_Selected text_:
○ ○ ○ ○ ○

Home Performance Guide

Performance Optimization

Levython is designed for high performance with JIT compilation, optimized memory layout, and zero-overhead abstractions.

Benchmarks

Performance comparison with other interpreted languages:

Benchmark	Levython	Python 3.11	Node.js 20	Ruby 3.2
Fibonacci (n=35)	0.45s	3.2s	0.8s	5.1s
List operations (1M)	0.12s	0.68s	0.25s	1.2s
String concat (100K)	0.08s	0.45s	0.15s	0.92s
Startup time	8ms	35ms	65ms	125ms

JIT Compilation

Levython uses Just-In-Time compilation for hot code paths:

How JIT Works

Bytecode Interpretation: Code starts in interpreted mode
Hot Path Detection: Frequently called functions identified
Native Compilation: JIT compiles to x86-64 machine code
Execution: Subsequent calls run native code directly

# This function will be JIT compiled after ~100 calls
fun factorial(n)
    if n <= 1 then
        return 1
    end
    return n * factorial(n - 1)
end

# First 100 calls: interpreted (~2.5s total)
# Remaining calls: JIT compiled (~0.3s total)
for i in range(0, 10000) do
    factorial(20)
end

Optimization Techniques

1. Use Local Variables

Local variable access is faster than global lookups:

# Slower - global lookup each iteration
for i in range(0, 1000000) do
    result <- math.sqrt(i)
end

# Faster - cache in local variable
sqrt <- math.sqrt
for i in range(0, 1000000) do
    result <- sqrt(i)
end

2. Avoid Repeated Calculations

# Slower - recalculate every iteration
for i in range(0, len(items)) do
    process(items[i])
end

# Faster - calculate once
n <- len(items)
for i in range(0, n) do
    process(items[i])
end

3. Use List Comprehensions

# Slower - multiple append operations
result <- []
for i in range(0, 1000) do
    if i % 2 == 0 then
        append(result, i * 2)
    end
end

# Faster - optimized list building
result <- [i * 2 for i in range(0, 1000) if i % 2 == 0]

4. Preallocate Lists

# Slower - dynamic growth
data <- []
for i in range(0, 10000) do
    append(data, i)

○ ○ ○ ○ ○

_Dataset entries_:
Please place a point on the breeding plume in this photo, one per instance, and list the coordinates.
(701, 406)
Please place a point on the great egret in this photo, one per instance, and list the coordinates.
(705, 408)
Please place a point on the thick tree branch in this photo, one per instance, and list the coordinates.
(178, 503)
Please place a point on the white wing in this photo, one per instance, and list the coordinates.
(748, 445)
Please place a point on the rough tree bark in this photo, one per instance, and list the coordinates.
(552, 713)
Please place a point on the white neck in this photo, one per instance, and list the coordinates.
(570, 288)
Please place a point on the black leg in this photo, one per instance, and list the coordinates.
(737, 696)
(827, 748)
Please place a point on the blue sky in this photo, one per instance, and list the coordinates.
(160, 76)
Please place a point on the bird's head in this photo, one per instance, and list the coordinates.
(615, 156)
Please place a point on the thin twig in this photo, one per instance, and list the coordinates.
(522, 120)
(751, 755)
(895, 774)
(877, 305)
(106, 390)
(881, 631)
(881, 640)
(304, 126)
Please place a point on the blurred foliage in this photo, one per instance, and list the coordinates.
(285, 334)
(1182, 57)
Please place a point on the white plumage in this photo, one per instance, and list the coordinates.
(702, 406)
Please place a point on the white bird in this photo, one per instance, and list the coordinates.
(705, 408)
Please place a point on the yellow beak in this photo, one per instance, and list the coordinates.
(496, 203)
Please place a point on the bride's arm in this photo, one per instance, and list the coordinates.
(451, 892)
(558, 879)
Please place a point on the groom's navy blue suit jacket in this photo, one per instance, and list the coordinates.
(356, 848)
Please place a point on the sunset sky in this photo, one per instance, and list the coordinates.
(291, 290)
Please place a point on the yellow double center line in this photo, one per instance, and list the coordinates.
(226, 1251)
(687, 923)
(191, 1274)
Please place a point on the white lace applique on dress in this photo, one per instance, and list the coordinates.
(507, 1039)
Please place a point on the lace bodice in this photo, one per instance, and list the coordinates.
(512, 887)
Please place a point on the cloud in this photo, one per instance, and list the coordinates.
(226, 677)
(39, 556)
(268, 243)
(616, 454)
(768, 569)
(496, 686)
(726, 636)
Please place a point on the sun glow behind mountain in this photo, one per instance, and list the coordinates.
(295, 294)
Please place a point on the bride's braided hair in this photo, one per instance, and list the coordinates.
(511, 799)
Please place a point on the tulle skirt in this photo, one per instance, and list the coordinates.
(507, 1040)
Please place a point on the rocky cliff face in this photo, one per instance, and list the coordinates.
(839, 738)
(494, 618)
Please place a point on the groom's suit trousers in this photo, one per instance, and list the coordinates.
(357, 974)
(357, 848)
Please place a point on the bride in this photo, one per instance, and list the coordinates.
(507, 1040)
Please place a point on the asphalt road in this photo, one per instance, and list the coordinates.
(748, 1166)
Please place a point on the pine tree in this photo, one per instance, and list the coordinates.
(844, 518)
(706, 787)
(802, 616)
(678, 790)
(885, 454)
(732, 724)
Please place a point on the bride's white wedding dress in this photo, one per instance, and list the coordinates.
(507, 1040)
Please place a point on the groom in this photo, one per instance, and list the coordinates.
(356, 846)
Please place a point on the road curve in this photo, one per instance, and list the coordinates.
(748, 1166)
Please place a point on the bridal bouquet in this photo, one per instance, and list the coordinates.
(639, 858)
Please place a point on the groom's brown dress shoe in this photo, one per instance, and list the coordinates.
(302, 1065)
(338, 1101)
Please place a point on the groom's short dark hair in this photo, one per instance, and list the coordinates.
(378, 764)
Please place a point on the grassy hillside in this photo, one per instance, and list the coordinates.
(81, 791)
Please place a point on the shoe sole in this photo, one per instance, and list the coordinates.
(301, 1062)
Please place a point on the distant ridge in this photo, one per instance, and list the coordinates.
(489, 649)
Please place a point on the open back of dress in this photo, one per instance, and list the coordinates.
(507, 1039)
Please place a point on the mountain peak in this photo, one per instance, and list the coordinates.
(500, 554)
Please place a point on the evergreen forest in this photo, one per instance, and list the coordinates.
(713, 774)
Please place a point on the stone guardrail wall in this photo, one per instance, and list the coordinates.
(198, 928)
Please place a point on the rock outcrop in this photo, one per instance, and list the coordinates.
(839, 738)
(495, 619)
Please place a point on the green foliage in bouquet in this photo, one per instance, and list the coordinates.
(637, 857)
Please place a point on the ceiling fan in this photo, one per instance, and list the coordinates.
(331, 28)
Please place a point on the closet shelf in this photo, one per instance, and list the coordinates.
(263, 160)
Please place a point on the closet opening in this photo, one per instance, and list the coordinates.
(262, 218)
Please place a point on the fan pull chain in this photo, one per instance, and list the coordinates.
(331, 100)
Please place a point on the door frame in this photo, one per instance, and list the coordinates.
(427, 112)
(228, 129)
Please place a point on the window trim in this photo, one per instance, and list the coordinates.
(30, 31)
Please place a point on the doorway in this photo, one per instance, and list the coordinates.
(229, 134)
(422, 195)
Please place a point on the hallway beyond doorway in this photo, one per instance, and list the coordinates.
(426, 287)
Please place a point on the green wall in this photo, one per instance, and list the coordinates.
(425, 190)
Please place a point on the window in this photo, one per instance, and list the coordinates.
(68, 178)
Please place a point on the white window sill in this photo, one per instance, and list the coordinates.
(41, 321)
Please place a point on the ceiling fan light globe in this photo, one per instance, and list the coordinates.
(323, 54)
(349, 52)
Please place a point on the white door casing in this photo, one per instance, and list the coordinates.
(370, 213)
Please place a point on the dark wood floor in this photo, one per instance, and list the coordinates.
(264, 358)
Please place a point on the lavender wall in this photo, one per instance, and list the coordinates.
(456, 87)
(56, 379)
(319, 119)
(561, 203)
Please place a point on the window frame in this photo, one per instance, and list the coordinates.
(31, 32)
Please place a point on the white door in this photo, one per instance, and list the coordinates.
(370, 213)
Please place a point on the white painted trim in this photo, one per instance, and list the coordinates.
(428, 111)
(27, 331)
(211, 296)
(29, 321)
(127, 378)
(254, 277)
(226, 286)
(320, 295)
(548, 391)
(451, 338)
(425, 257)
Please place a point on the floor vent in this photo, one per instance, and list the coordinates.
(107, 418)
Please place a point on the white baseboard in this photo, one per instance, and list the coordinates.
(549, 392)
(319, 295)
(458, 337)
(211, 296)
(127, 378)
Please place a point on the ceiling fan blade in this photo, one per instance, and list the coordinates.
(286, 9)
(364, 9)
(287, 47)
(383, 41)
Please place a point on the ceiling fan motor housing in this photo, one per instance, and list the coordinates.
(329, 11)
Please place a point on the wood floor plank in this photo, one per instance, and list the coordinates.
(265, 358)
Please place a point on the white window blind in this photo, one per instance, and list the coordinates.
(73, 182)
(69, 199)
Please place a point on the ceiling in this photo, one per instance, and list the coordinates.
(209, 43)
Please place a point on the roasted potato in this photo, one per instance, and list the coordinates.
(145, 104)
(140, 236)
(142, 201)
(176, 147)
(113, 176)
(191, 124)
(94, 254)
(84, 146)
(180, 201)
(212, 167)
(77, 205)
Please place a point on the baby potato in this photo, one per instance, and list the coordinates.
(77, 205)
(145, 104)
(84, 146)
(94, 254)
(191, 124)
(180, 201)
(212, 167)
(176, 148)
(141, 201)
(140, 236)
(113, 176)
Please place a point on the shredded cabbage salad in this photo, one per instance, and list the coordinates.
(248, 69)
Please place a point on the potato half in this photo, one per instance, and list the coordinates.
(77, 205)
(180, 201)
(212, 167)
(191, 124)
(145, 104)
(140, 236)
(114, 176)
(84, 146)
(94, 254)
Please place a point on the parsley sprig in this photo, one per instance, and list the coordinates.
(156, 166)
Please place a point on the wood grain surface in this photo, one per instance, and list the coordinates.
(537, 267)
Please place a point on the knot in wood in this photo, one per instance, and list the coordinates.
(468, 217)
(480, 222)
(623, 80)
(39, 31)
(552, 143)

○ ○ ○ ○ ○

_To-do list_:
[a] Write out the part of the performance guide from "for i in range(0, n)" up to and including "append(result, i * 2)".
[b] What startup time does the performance guide list for Levython?
Work only from the performance guide.

_Solutions_:
[a]
for i in range(0, n) do
    process(items[i])
end

3. Use List Comprehensions

# Slower - multiple append operations
result <- []
for i in range(0, 1000) do
    if i % 2 == 0 then
        append(result, i * 2)

[b] 8ms